> _PAGE EXCERPT_
Several bronze artefacts probably belong here: fibula and bronze bead (Bouzek, Pistiros II, 342f. Fig. 26.1: 2-3, Pistiros IV pl. 36: 7; possibly some of the Štrbci type fibulae published in Pistiros IV, 223 pl. 36, ring from horse harness Pistiros V, pl. 67: 12; of Attic cups notably the fragment Pistiros II, 343 fig. 26. 1: 4 (Pistiros V pl. 32: 4; cf. Pl. 1: 1-2); maybe the earliest lamps (Pistiros II, 344 fig. 26.1: 1); but the evidence of a market-place pre-emporium is still very modest (cf. Bouzek, Pistiros II, 343-344).
Phase I. Fortification built in the third quarter of the 5th century and Vetren tomb of the end of the 5th century are constructed by the same technique and from identical granite.
The Attic RF imports start from the middle of the 5th century (cf. the Panathenaic amphorae – Bouzek and Domaradzka, Pistiros III, 239-242). The third and fourth quarter of the 5th century are well represented (cf. Archibald, Pistiros I, 77-88 and Pistiros II, 131-148), as are Black-Glazed and Early Kerch vases of late 5th – early 4th century (Bouzek, Pistiros III, 205-207, Pistiros IV, 186, cf. Pistiros V, pl. 7: 2-4, 30: 3-4) and lamps (Grmela in Pistiros III, 191-194). Of Thasian early stamped amphorae Groups A-B of 1st quarter of the 4th century (Pistiros III, 134f.) are well represented, besides several items from other centres of the late 5th century shape (o.c. 147 149): two of Mende (Pistiros III, 141, 148f.) of late 5th century; cf. also the Chian toe in Pistiros V, pl. 7: 5.
Of the Thracian coins those of Amatokos (c.410-387 B.C.) are represented in the complexes of the Phase I: SEP 1.2187 (775), A20E, s.IX, Æ, SEP I.2477 (1020), Æ, B 11, s.VII; SEP 1.996 (922), Æ; SEP 2.469 (1010), B1, s.V- Æ; SEP 2.477 (1020) B 11, S.VII, Æ; all are of the type with grape on twig on the obverse and double axe on the reverse. Even the area of the kiln and well situated NE from the city wall contained the late 5th century pottery, notably the bottom of the well yielded several nearly complete vessels and a toe of a Chiot amphora of the middle of 5th century B.C.

> _PROBLEMS_
• A. Answer these from the Pistiros excerpt, one line each:
(i) What were the Phase I fortification and the Vetren tomb built from?
(ii) Coins of which Thracian ruler are represented in the Phase I complexes?
(iii) What appears on the reverse of those coins?
• B. Please repeat the stretch of the Pistiros excerpt from "The Attic RF" through "V, pl. 7: 5.".
• C. For each statement, say yes or no according to the Pistiros excerpt, and quote the words that decide it.
(i) The Attic RF imports start from the middle of the 5th century.
(ii) The evidence of a market-place pre-emporium is substantial.
(iii) The kiln and well were situated southwest of the city wall.

> _SUPPLIED RECORDS_
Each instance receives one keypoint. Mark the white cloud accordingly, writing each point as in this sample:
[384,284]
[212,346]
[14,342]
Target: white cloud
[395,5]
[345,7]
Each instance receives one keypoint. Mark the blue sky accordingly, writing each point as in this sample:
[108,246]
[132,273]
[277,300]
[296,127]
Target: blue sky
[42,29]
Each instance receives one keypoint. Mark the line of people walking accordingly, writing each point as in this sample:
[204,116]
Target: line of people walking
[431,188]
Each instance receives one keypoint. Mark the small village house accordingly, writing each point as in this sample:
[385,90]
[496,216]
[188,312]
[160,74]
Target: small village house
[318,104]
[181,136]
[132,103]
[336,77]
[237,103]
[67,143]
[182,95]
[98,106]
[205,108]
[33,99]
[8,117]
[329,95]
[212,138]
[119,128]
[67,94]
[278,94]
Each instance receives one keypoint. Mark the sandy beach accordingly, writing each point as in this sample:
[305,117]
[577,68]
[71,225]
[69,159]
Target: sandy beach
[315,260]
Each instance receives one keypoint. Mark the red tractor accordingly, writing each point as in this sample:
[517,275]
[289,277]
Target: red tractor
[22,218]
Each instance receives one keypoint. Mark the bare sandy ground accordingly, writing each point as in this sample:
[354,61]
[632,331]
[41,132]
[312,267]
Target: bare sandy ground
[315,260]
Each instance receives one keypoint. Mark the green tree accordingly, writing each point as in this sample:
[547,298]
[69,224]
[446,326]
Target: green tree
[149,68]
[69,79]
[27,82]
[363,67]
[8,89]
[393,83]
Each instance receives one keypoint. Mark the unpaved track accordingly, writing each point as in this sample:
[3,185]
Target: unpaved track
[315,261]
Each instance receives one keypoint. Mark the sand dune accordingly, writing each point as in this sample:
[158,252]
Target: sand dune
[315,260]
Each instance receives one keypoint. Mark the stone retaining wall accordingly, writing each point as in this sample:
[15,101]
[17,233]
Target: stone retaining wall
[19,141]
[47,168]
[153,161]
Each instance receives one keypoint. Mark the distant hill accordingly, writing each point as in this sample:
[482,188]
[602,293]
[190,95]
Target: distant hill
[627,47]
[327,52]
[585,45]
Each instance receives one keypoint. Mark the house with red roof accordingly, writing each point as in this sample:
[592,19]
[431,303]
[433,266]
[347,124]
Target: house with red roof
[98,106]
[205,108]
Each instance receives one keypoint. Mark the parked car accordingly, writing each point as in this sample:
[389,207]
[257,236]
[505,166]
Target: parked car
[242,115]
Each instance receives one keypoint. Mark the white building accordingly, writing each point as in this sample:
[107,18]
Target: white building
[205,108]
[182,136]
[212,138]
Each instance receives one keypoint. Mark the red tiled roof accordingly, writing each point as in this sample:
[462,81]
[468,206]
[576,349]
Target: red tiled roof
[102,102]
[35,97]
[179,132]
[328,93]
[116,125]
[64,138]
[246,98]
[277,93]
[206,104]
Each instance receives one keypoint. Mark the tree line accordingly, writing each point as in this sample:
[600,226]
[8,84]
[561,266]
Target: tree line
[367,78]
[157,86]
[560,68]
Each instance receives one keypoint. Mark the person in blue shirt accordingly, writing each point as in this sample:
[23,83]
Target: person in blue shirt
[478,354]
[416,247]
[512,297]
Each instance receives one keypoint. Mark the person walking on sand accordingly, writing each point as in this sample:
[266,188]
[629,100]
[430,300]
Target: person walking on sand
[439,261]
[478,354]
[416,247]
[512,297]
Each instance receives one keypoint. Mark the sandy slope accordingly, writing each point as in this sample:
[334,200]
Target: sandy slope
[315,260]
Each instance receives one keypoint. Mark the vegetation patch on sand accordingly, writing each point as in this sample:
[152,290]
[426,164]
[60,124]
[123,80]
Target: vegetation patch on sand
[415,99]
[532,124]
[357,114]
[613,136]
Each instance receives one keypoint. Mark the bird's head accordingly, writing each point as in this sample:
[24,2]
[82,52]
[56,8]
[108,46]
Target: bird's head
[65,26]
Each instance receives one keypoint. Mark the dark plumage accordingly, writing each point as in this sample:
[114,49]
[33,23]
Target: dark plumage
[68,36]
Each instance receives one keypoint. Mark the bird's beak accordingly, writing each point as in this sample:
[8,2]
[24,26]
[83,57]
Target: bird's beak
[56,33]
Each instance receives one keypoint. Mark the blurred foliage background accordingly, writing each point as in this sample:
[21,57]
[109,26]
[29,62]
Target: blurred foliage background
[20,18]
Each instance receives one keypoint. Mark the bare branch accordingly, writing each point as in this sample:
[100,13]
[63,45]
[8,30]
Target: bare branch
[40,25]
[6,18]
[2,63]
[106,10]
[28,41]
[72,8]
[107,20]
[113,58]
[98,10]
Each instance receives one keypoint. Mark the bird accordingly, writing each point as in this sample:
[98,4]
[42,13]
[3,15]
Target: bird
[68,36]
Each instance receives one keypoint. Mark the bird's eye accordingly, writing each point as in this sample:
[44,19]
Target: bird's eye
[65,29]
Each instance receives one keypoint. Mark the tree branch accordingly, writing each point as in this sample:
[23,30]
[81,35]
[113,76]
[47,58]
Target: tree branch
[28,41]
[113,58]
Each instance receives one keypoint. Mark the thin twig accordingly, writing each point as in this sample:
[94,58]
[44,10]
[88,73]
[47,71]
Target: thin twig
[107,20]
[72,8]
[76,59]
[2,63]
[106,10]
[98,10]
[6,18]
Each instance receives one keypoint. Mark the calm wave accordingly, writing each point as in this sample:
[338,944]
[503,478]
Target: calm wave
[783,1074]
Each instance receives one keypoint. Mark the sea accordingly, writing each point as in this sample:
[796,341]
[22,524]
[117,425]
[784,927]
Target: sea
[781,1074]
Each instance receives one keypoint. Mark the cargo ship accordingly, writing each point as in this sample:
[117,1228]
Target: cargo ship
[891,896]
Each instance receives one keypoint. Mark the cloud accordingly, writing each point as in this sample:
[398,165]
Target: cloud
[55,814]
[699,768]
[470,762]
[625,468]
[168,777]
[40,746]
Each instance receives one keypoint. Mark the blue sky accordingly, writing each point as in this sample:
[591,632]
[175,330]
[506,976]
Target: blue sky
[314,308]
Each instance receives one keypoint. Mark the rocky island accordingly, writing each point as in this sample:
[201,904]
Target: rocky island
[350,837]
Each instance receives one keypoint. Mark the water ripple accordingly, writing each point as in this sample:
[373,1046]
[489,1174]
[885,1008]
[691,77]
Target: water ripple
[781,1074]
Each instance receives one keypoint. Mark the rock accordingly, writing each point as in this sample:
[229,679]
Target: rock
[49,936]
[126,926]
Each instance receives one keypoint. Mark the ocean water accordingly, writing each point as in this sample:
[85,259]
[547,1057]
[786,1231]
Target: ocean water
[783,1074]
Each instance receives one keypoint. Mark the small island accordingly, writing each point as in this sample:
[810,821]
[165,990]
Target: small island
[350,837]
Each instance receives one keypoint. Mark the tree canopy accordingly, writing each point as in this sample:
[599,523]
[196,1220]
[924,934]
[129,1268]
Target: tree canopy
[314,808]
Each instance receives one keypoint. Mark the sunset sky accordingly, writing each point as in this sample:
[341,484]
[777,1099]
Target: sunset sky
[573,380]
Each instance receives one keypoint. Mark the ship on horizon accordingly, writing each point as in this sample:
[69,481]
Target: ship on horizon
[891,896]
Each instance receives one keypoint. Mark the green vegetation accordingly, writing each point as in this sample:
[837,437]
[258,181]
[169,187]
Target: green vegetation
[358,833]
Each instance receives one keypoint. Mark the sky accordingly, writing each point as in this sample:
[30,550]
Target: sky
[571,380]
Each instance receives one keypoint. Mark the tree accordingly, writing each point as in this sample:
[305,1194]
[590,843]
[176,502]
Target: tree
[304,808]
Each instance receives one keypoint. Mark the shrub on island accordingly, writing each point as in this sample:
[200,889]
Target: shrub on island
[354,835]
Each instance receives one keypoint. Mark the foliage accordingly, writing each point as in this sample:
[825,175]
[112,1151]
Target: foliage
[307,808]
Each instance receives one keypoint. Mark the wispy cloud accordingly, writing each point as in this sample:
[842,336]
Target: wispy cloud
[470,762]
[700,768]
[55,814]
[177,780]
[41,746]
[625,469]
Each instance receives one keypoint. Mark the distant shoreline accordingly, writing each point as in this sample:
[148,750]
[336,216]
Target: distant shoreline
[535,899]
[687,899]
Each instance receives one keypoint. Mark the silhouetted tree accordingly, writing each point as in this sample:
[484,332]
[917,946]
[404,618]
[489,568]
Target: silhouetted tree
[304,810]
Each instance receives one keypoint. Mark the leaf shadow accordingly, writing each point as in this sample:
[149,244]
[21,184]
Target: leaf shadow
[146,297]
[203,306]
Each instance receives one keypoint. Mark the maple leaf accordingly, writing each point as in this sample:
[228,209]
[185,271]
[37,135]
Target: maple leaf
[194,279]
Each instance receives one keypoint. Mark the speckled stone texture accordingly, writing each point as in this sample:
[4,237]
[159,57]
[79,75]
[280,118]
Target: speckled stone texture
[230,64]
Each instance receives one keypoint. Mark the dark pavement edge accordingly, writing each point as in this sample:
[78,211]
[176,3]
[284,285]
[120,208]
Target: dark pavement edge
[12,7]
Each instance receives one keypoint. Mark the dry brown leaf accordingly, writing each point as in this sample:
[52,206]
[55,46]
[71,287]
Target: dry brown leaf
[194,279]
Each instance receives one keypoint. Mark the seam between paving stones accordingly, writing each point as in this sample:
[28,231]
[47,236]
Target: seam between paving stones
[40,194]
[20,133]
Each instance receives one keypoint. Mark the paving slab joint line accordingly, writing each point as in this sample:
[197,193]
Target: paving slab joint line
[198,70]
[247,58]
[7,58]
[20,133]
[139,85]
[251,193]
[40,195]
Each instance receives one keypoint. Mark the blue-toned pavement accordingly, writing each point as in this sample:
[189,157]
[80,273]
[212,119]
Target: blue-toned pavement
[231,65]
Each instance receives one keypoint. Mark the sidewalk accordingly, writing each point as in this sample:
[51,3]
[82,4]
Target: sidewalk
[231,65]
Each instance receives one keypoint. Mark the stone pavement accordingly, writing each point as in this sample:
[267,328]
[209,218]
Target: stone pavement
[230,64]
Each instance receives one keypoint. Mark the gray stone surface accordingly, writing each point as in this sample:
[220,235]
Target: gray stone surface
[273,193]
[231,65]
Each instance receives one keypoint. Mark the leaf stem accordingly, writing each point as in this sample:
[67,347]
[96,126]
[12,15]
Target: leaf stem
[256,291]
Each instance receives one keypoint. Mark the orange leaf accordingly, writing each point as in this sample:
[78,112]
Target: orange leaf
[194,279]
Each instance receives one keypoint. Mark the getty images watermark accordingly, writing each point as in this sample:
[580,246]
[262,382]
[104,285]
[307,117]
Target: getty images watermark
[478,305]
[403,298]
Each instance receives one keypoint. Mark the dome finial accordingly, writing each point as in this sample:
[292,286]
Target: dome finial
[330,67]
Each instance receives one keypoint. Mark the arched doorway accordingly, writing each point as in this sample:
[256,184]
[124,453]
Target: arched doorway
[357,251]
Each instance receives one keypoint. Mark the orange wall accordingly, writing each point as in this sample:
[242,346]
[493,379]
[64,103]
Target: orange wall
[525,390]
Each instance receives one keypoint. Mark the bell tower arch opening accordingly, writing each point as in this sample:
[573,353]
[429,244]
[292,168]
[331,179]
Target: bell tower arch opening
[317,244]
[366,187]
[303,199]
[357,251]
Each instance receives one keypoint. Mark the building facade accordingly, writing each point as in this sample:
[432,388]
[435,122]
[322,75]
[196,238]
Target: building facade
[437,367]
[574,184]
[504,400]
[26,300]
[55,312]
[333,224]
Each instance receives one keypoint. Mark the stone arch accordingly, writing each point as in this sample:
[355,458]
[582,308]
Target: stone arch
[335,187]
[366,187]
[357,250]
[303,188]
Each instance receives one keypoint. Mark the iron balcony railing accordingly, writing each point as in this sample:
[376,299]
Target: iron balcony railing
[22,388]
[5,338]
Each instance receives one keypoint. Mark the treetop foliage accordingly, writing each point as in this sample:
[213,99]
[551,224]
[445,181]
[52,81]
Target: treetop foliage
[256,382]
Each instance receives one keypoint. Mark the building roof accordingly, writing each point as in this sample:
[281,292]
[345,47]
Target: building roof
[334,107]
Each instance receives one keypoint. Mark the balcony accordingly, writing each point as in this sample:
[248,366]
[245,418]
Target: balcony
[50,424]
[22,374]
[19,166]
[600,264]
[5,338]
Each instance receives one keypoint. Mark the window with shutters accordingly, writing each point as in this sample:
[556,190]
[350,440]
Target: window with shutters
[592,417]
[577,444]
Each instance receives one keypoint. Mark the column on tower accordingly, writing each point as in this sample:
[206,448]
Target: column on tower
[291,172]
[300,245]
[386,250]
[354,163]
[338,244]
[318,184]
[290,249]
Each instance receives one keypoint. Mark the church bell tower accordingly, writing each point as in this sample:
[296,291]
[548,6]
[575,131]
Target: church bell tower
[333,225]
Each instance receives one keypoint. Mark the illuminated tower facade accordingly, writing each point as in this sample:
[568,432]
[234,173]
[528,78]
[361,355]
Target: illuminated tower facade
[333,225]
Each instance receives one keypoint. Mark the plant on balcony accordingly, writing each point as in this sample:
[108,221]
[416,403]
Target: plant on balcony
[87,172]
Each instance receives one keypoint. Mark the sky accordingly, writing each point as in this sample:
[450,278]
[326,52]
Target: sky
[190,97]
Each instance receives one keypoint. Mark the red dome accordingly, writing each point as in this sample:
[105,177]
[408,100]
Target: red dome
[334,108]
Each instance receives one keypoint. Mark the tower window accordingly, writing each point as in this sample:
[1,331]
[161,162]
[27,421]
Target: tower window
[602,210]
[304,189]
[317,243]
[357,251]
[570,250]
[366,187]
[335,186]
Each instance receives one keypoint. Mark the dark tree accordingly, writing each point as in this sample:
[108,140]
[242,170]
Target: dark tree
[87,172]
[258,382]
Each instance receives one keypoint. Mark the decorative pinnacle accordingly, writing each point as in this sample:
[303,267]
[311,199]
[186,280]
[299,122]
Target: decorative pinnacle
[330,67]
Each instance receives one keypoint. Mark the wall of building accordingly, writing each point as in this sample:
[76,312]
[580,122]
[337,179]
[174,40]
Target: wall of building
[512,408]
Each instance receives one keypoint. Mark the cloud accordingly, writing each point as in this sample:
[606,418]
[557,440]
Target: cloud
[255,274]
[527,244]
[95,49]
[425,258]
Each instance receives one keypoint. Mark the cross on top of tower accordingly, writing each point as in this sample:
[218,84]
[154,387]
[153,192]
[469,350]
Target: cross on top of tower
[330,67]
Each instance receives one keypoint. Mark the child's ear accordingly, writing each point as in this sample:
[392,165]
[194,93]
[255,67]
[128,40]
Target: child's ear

> _SOLUTIONS BELOW_
• A.
(i) Identical granite.
(ii) Amatokos.
(iii) A double axe.

• B.
The Attic RF imports start from the middle of the 5th century (cf. the Panathenaic amphorae – Bouzek and Domaradzka, Pistiros III, 239-242). The third and fourth quarter of the 5th century are well represented (cf. Archibald, Pistiros I, 77-88 and Pistiros II, 131-148), as are Black-Glazed and Early Kerch vases of late 5th – early 4th century (Bouzek, Pistiros III, 205-207, Pistiros IV, 186, cf. Pistiros V, pl. 7: 2-4, 30: 3-4) and lamps (Grmela in Pistiros III, 191-194). Of Thasian early stamped amphorae Groups A-B of 1st quarter of the 4th century (Pistiros III, 134f.) are well represented, besides several items from other centres of the late 5th century shape (o.c. 147 149): two of Mende (Pistiros III, 141, 148f.) of late 5th century; cf. also the Chian toe in Pistiros V, pl. 7: 5.

• C.
(i) Yes: "The Attic RF imports start from the middle of the 5th century"
(ii) No: "the evidence of a market-place pre-emporium is still very modest"
(iii) No: "the area of the kiln and well situated NE from the city wall"